▶ Assignment
Copy word for word the stretch from "Slated for Monday" through "theme, Lane said." in the article below on Sherman's Old Home Days.

▶ Exercise passage
* * *

1901 Old Home Days tradition continues in Sherman

SHERMAN, Maine — Labor Day weekend marks the unofficial end of summer and the annual Old Home Days in Sherman. 

The tradition of gathering for summer’s last hurrah with friends and family for parades, games, hearty dinners, pageants, auctions and fireworks has been going on in Sherman for at least 85 years, said event organizer Steven Lane. 

And like most years, generations of families are busy preparing for the upcoming event that runs from Friday, Sept. 1, through Monday, Sept. 4. This year, bingo and the pageant are back, he said.

The Old Home Days tradition traces back to the late 1890s and Frank Rollins, a New Hampshire businessman concerned about an increasing number of families leaving the family homestead for adventurous journeys across the nation. In 1899 Rollins’ idea of calling people back home caught on with 44 Old Home Days events in New Hampshire that year. By 1901, returning home events spread to Maine and Vermont and eventually the rest of the country. 

This is Veronica Elwell’s fourth year organizing the kids games that will take place on Monday and she hasn’t lost her enthusiasm for the kids and the hope that everyone wins. Set up in an arcade style, the most popular games are the Wheel of Prizes and Plinko, like the game on The Price is Right, she said.  

There’s also a Mystery Box game where each player gets a key to unlock the box for a prize. 

At 50 cents a game, kids play to win a prize and also get a ticket in the new bike drawing, she said. The proceeds from the kids games are donated to Waiting Whiskers, an animal shelter planned for Sherman.

On Saturday there’s a cancer walk, the annual Vicky Tozier-Perz Memorial Poker Run starting at 10 a.m. at the Masonic Hall, a book sale and fireworks at 9 p.m.

The popular lobster dinner is at noon Sunday.

You get a lobster, corn, cole slaw, potato drink and dessert for $25, said Beverly Lane, secretary of the Katahdin Valley Wheelers. The four-wheeler club will cook the dinners on Sunday. 

Organizer Steven Lane said they will have about 100 lobsters ordered.

Also on Sunday is the annual Old Home Days Pageant at the Sherman Recreation Center. Seventeen girls from ages 2 to 12 will compete for the title of Miss Sherman Old Home Days. Right now, pageant organizers are looking for stage lighting and a fog or bubble machine to make sure the event is something the girls will always remember.

Slated for Monday at 10 a.m., the ever popular parade will have about 15 to 20 floats decorated with this year’s Don’t Rain on My Parade theme, Lane said.

* * *

▶ Data section

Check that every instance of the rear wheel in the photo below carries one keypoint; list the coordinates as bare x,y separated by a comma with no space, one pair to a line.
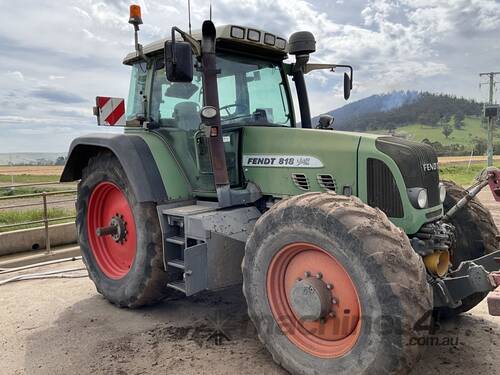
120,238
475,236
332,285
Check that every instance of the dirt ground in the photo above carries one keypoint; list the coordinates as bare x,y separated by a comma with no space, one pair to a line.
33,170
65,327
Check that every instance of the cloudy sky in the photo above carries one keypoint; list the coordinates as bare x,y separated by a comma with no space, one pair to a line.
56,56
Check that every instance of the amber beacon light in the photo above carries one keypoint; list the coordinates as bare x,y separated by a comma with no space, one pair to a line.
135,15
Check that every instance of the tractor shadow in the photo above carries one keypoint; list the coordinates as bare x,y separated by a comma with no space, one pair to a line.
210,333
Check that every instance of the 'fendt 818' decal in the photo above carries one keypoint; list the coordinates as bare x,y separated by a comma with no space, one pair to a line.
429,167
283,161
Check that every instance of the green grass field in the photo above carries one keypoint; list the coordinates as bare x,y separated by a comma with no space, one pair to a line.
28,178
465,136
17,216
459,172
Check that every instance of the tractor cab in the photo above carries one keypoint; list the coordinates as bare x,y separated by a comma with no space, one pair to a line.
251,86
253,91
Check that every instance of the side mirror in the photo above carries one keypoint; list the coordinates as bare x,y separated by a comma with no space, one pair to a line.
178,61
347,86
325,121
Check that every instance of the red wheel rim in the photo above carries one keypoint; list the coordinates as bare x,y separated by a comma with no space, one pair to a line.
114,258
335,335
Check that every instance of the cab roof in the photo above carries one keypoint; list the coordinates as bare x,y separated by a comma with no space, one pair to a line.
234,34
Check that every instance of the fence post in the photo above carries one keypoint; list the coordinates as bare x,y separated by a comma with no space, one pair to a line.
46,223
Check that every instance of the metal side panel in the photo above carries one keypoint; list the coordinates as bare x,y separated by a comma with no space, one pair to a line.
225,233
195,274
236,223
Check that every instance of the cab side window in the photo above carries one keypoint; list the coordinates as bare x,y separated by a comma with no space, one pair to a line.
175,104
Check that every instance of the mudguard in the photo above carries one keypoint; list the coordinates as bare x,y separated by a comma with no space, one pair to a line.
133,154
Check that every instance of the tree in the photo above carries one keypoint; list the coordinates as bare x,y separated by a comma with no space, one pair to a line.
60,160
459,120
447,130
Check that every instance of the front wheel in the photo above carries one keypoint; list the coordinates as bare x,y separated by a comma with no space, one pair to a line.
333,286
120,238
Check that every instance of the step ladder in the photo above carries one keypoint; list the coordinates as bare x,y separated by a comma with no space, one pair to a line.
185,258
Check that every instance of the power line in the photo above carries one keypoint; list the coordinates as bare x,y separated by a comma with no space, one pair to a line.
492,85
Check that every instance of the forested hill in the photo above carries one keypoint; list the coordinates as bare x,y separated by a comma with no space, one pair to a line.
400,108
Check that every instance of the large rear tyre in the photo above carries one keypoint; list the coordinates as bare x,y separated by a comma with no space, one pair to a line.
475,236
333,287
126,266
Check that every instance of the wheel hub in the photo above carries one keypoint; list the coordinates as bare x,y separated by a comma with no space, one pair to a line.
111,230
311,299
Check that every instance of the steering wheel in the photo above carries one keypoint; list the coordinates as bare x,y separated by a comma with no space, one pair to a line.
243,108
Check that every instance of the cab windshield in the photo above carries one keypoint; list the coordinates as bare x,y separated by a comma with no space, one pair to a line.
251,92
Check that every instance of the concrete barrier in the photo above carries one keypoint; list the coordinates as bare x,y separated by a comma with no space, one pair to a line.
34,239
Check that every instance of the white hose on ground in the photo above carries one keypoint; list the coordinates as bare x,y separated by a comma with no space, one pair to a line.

* * *

▶ Result
Slated for Monday at 10 a.m., the ever popular parade will have about 15 to 20 floats decorated with this year’s Don’t Rain on My Parade theme, Lane said.